**FRAGMENTO CITADO**
- - -

Cerrar una casa no es cosa de todos los días
Cerrar una
casa no es cosa de todos los días. No podría serlo. Pide mucho de nosotros para
hacerlo más seguido que una eventualidad. Debería considerarse peor que
terminar una relación, porque es incluso más grande que ello. Te estás
despidiendo del mayor producto y expresión de tu vida interior. Tu casa es una
performance de tu vida que dura mientras estés en ella. Involucra tu pasado y
lo va modificando a la par tuya de forma de representarte aún mejor que vos
mismo. Y le decís adiós a ello y a todo lo que la rodea para crear algo quizá
similar pero nunca igual. Por esto, si partir es morir un poco, no quiero morir
más de la cuenta.

- - -

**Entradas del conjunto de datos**
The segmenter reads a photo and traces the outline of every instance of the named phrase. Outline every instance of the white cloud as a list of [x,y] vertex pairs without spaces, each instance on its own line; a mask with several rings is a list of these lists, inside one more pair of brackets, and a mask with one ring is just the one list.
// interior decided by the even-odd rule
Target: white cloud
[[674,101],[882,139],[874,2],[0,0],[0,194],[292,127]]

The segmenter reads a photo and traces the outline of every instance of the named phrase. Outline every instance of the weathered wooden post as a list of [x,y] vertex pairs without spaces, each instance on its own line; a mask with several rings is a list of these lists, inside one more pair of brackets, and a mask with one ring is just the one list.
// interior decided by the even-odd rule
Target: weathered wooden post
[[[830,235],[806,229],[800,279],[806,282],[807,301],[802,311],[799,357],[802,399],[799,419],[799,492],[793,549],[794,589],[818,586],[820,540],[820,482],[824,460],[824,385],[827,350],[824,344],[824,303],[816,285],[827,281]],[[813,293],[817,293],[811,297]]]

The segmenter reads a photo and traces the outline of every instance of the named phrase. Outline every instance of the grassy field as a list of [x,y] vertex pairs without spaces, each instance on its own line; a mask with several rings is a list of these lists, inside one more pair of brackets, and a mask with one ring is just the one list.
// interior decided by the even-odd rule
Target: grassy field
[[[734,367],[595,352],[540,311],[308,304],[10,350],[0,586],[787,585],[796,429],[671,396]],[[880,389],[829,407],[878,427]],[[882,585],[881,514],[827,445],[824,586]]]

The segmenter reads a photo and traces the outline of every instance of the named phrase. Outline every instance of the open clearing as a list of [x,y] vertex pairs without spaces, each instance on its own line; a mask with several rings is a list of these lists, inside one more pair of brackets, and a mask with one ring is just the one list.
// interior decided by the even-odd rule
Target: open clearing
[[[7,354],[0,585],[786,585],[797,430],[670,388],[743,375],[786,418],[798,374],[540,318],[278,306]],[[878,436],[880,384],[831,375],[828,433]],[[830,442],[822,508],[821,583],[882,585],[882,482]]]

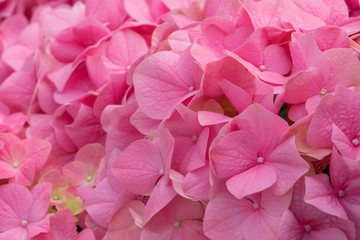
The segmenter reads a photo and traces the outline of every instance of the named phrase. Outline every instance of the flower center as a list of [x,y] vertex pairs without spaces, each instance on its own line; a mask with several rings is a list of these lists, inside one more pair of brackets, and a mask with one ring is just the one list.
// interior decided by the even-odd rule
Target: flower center
[[20,164],[18,162],[13,162],[12,166],[13,166],[13,168],[18,168],[20,166]]
[[264,70],[266,69],[266,67],[265,67],[264,65],[261,65],[261,66],[259,67],[259,69],[260,69],[260,71],[264,71]]
[[338,192],[338,195],[339,195],[339,197],[344,197],[344,196],[345,196],[345,192],[344,192],[343,190],[340,190],[340,191]]
[[352,143],[355,147],[357,147],[357,146],[359,146],[360,141],[359,141],[359,139],[354,138],[354,139],[351,141],[351,143]]
[[264,162],[264,158],[263,158],[263,157],[258,157],[257,162],[258,162],[258,163],[263,163],[263,162]]
[[324,96],[326,94],[327,90],[325,88],[321,89],[320,95]]
[[21,226],[26,227],[27,224],[28,224],[28,222],[27,222],[26,220],[22,220],[22,221],[21,221]]
[[174,222],[174,228],[178,228],[178,227],[180,227],[180,225],[181,225],[180,221]]

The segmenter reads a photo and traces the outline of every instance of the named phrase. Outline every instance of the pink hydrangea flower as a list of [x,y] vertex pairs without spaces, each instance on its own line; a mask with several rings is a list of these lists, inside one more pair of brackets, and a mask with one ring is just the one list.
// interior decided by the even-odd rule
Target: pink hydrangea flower
[[0,187],[0,239],[29,239],[50,230],[51,184],[40,183],[31,192],[19,184]]

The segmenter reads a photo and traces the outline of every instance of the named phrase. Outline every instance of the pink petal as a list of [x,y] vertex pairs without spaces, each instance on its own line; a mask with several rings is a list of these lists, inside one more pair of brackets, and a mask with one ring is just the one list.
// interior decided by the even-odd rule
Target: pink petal
[[272,44],[264,49],[266,71],[287,74],[291,69],[290,53],[282,46]]
[[10,106],[27,106],[34,93],[35,78],[28,72],[15,72],[0,86],[0,99]]
[[167,184],[165,177],[162,177],[152,191],[143,213],[143,224],[163,209],[174,197],[176,192],[171,184]]
[[[267,121],[264,122],[262,119]],[[234,120],[239,129],[246,129],[255,138],[262,154],[277,146],[281,135],[289,128],[284,119],[260,104],[249,106]]]
[[225,135],[210,152],[214,173],[229,178],[256,166],[258,149],[256,140],[245,131]]
[[[165,172],[159,149],[150,141],[131,143],[114,162],[113,173],[121,185],[135,194],[145,194]],[[163,171],[161,171],[163,170]]]
[[42,139],[28,139],[23,141],[27,158],[35,162],[35,170],[39,171],[46,163],[50,151],[51,144],[48,141]]
[[55,239],[75,239],[76,226],[74,215],[70,209],[63,209],[50,217],[51,232]]
[[29,190],[19,184],[6,184],[0,187],[0,231],[9,231],[21,226],[33,204]]
[[265,159],[277,174],[277,180],[272,187],[276,195],[285,194],[296,181],[309,170],[309,164],[300,157],[295,146],[295,137],[280,144]]
[[[107,228],[116,207],[115,202],[120,199],[119,207],[133,199],[133,195],[122,190],[114,191],[107,179],[99,182],[85,197],[85,209],[96,224]],[[121,204],[122,203],[122,204]]]
[[4,51],[2,60],[15,71],[20,71],[31,53],[32,51],[23,45],[13,45]]
[[162,51],[142,61],[134,72],[139,108],[149,117],[163,119],[182,100],[195,94],[202,72],[190,54]]
[[50,205],[51,188],[50,183],[38,183],[31,189],[34,201],[28,214],[29,221],[37,222],[45,216]]
[[344,208],[337,199],[337,193],[331,187],[325,174],[305,177],[305,202],[339,218],[348,219]]
[[258,164],[226,181],[229,192],[237,199],[261,192],[276,182],[276,172],[268,165]]
[[106,53],[113,63],[124,67],[125,70],[147,51],[148,46],[144,38],[133,30],[125,29],[112,36]]
[[125,9],[116,0],[88,0],[86,2],[86,16],[92,16],[114,30],[124,21]]
[[144,209],[144,203],[138,200],[129,202],[127,205],[119,209],[111,219],[108,229],[110,239],[140,239],[141,228],[134,221],[131,211],[141,213]]

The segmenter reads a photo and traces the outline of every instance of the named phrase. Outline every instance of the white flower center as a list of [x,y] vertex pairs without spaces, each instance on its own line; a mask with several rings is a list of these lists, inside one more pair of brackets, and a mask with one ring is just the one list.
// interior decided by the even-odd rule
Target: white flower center
[[27,222],[26,220],[22,220],[22,221],[21,221],[21,226],[26,227],[27,224],[28,224],[28,222]]
[[305,231],[310,232],[311,226],[309,224],[305,225]]
[[180,221],[174,222],[174,228],[178,228],[178,227],[180,227],[180,225],[181,225]]
[[321,96],[324,96],[325,94],[326,94],[326,92],[327,92],[327,90],[326,89],[321,89],[321,91],[320,91],[320,95]]
[[91,182],[91,180],[92,180],[92,176],[87,176],[87,177],[86,177],[86,181],[87,181],[87,182]]
[[264,162],[264,158],[263,158],[263,157],[258,157],[257,162],[258,162],[258,163],[263,163],[263,162]]
[[343,196],[345,196],[345,192],[343,190],[340,190],[338,192],[338,195],[339,195],[339,197],[343,197]]
[[359,141],[359,139],[354,138],[354,139],[351,141],[351,143],[352,143],[355,147],[357,147],[357,146],[359,145],[360,141]]

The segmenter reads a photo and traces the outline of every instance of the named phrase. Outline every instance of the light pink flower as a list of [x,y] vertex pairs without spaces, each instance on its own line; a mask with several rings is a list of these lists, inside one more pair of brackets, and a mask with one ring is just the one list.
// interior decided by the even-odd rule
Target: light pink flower
[[360,168],[359,164],[341,157],[333,148],[330,160],[330,180],[325,174],[305,177],[305,202],[342,219],[354,222],[360,231]]
[[291,191],[275,196],[270,190],[236,199],[228,192],[215,195],[206,207],[204,232],[210,239],[275,240]]
[[19,184],[0,187],[0,239],[27,240],[48,232],[51,185],[40,183],[31,192]]
[[294,186],[290,208],[281,218],[279,240],[355,239],[352,222],[328,215],[307,204],[304,195],[305,181],[301,178]]
[[310,123],[307,141],[316,147],[334,144],[347,158],[360,159],[360,93],[337,87],[335,96],[320,103]]
[[233,124],[235,129],[214,140],[210,158],[215,175],[227,180],[236,198],[268,188],[277,195],[285,194],[308,171],[295,138],[282,141],[288,125],[279,116],[254,104],[235,117]]

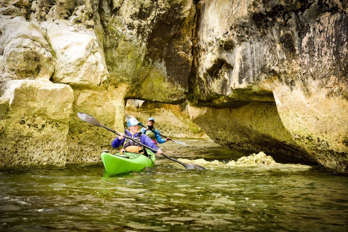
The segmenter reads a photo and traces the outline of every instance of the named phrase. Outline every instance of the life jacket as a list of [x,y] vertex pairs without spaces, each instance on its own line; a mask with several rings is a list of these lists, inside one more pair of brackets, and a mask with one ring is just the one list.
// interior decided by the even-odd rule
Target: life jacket
[[[139,142],[139,143],[141,143],[140,141],[140,136],[143,134],[142,132],[140,132],[138,135],[136,137],[134,137],[133,138],[133,139],[134,140]],[[140,149],[138,151],[134,150],[133,149],[132,149],[132,151],[127,151],[127,148],[128,147],[130,147],[130,146],[135,146],[137,147],[140,147]],[[143,155],[146,155],[147,156],[148,156],[147,152],[146,152],[146,150],[140,144],[137,143],[135,142],[134,142],[132,139],[129,139],[128,138],[126,138],[126,139],[125,140],[124,142],[123,143],[123,148],[126,151],[130,151],[131,152],[134,152],[136,153],[140,153],[142,154]]]

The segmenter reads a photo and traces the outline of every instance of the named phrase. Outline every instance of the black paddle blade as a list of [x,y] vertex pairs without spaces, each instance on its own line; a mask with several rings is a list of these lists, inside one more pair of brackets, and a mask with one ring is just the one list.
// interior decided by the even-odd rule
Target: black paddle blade
[[77,116],[81,120],[84,121],[86,122],[88,122],[92,125],[94,125],[100,127],[103,127],[103,126],[99,122],[99,121],[93,118],[93,116],[91,116],[85,113],[79,112],[77,113]]
[[193,163],[189,163],[184,166],[185,169],[196,169],[198,170],[206,170],[207,169],[204,167],[197,165]]

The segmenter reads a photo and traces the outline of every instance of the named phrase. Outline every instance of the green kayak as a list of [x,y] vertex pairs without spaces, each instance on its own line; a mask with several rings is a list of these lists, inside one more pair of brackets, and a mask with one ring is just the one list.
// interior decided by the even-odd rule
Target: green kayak
[[102,160],[105,169],[112,176],[128,171],[137,171],[146,167],[153,166],[156,160],[153,152],[147,149],[148,157],[139,153],[126,152],[116,153],[114,155],[109,153],[109,151],[102,152]]

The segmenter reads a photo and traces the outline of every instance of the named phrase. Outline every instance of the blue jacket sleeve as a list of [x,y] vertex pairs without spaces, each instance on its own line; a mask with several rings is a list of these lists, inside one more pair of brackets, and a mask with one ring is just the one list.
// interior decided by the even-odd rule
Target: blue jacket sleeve
[[114,148],[117,148],[123,144],[123,143],[124,142],[125,139],[125,138],[124,138],[121,140],[120,140],[118,139],[118,136],[113,140],[112,142],[111,143],[111,145]]
[[155,137],[156,138],[156,141],[158,143],[163,143],[166,142],[165,139],[162,138],[161,136],[159,135],[159,131],[157,129],[154,129],[155,131]]
[[155,145],[155,143],[151,138],[149,137],[147,135],[142,134],[140,136],[140,141],[141,143],[149,146],[152,149],[155,149],[156,151],[158,150],[158,147]]

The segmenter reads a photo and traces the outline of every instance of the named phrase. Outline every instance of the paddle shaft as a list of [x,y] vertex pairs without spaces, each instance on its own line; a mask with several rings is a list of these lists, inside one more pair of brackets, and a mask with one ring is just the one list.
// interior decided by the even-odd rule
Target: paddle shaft
[[[119,133],[117,133],[117,132],[116,132],[116,131],[115,131],[114,130],[112,129],[110,129],[110,128],[109,128],[109,127],[107,127],[105,126],[104,126],[103,125],[102,125],[101,124],[100,126],[101,126],[102,127],[104,127],[105,129],[106,129],[107,130],[110,130],[111,131],[113,132],[115,134],[116,134],[117,135],[119,135],[120,136],[121,136],[121,135],[120,134],[119,134]],[[156,152],[156,153],[157,153],[157,150],[155,150],[153,148],[150,147],[149,146],[147,146],[146,145],[145,145],[144,144],[143,144],[141,143],[140,143],[140,142],[137,141],[136,140],[135,140],[135,139],[134,139],[134,138],[132,138],[131,137],[130,137],[129,136],[128,136],[126,135],[124,135],[123,137],[124,137],[125,138],[129,138],[129,139],[130,139],[131,140],[132,140],[133,142],[134,142],[135,143],[137,143],[139,144],[140,144],[140,145],[141,145],[142,146],[143,146],[144,147],[145,147],[146,148],[147,148],[148,149],[149,149],[151,150],[151,151],[154,151],[155,152]],[[182,165],[184,167],[189,167],[189,165],[188,165],[186,163],[183,163],[182,162],[181,162],[180,161],[179,161],[179,160],[176,160],[175,159],[172,158],[172,157],[170,157],[168,156],[168,155],[167,155],[166,154],[164,154],[164,153],[161,153],[160,154],[162,155],[163,155],[164,157],[166,157],[166,158],[167,158],[168,159],[169,159],[171,160],[173,160],[173,161],[175,161],[175,162],[176,162],[177,163],[178,163],[180,164],[181,165]]]

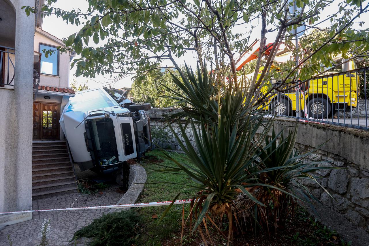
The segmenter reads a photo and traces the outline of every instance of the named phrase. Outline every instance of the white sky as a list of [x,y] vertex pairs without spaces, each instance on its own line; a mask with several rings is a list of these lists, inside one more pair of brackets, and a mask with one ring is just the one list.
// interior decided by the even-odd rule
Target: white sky
[[[336,0],[335,3],[338,3],[341,1],[339,0]],[[84,12],[86,10],[88,7],[88,4],[87,1],[85,0],[59,0],[55,4],[54,6],[55,7],[59,8],[63,10],[71,10],[72,9],[80,8]],[[328,16],[337,11],[338,9],[338,4],[331,4],[331,7],[329,7],[324,10],[323,13],[322,14],[321,18],[323,19],[324,17],[326,18]],[[366,20],[369,20],[369,13],[366,13],[362,15],[359,19],[358,19],[361,21],[365,21]],[[254,25],[258,25],[257,23],[254,23]],[[324,27],[329,25],[328,22],[326,22],[325,23],[322,23],[320,25],[321,27]],[[365,23],[364,25],[360,28],[360,29],[364,28],[366,26],[367,28],[368,26],[368,23]],[[359,28],[358,25],[357,27]],[[63,21],[61,18],[57,18],[54,15],[52,15],[50,16],[46,17],[44,20],[42,24],[42,29],[45,31],[53,35],[54,35],[60,39],[63,38],[68,37],[70,35],[75,33],[78,32],[80,30],[81,26],[76,26],[72,25],[70,24],[67,24],[66,23]],[[246,33],[249,31],[249,29],[247,29],[245,31],[243,31],[241,29],[237,30],[237,31],[239,33]],[[260,29],[257,26],[255,28],[253,31],[252,35],[251,35],[250,40],[250,42],[252,42],[256,38],[259,37],[260,35]],[[274,36],[275,33],[269,33],[267,34],[266,35],[267,42],[272,42],[274,41]],[[235,57],[237,56],[235,55]],[[79,58],[80,57],[77,56],[76,58]],[[187,63],[189,64],[193,64],[196,63],[196,59],[194,58],[193,54],[192,52],[187,52],[184,55],[181,57],[180,59],[177,59],[177,62],[179,64],[184,64],[185,61]],[[173,64],[170,61],[164,60],[162,63],[163,65],[172,66]],[[90,88],[95,88],[102,86],[103,84],[106,85],[107,83],[111,82],[113,79],[111,78],[110,76],[104,77],[101,75],[96,75],[96,78],[93,80],[91,79],[87,79],[80,76],[79,78],[75,78],[73,75],[75,72],[75,68],[72,69],[70,71],[70,82],[73,81],[73,79],[76,79],[77,82],[79,83],[83,83],[88,81],[86,84]],[[131,87],[132,83],[133,82],[132,77],[133,75],[125,76],[119,81],[115,82],[114,84],[112,84],[112,87],[116,88],[121,88],[122,87]]]

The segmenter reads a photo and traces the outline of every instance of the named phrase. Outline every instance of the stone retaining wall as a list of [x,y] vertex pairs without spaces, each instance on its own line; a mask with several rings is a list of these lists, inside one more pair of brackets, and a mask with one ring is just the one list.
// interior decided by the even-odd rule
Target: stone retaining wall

- - -

**QUÉ HACER**
1. Transcribe el fragmento sobre cerrar una casa desde "Cerrar una casa" hasta "de la cuenta.".
2. ¿Concuerdan con el fragmento estas afirmaciones? Contesta sí o no a cada una y cita textualmente las palabras que lo deciden. (a) Cerrar una casa debería considerarse peor que terminar una relación. (b) Al dejar la casa se crea algo igual a lo que había. (c) La casa es una performance que dura mientras uno esté en ella.
Este material es aparte y no forma parte del fragmento.

**SOLUCIONES POR TAREA**
1.
Cerrar una casa no es cosa de todos los días
Cerrar una
casa no es cosa de todos los días. No podría serlo. Pide mucho de nosotros para
hacerlo más seguido que una eventualidad. Debería considerarse peor que
terminar una relación, porque es incluso más grande que ello. Te estás
despidiendo del mayor producto y expresión de tu vida interior. Tu casa es una
performance de tu vida que dura mientras estés en ella. Involucra tu pasado y
lo va modificando a la par tuya de forma de representarte aún mejor que vos
mismo. Y le decís adiós a ello y a todo lo que la rodea para crear algo quizá
similar pero nunca igual. Por esto, si partir es morir un poco, no quiero morir
más de la cuenta.

2.
(a) Sí: "Debería considerarse peor que terminar una relación".
(b) No: "para crear algo quizá similar pero nunca igual".
(c) Sí: "Tu casa es una performance de tu vida que dura mientras estés en ella".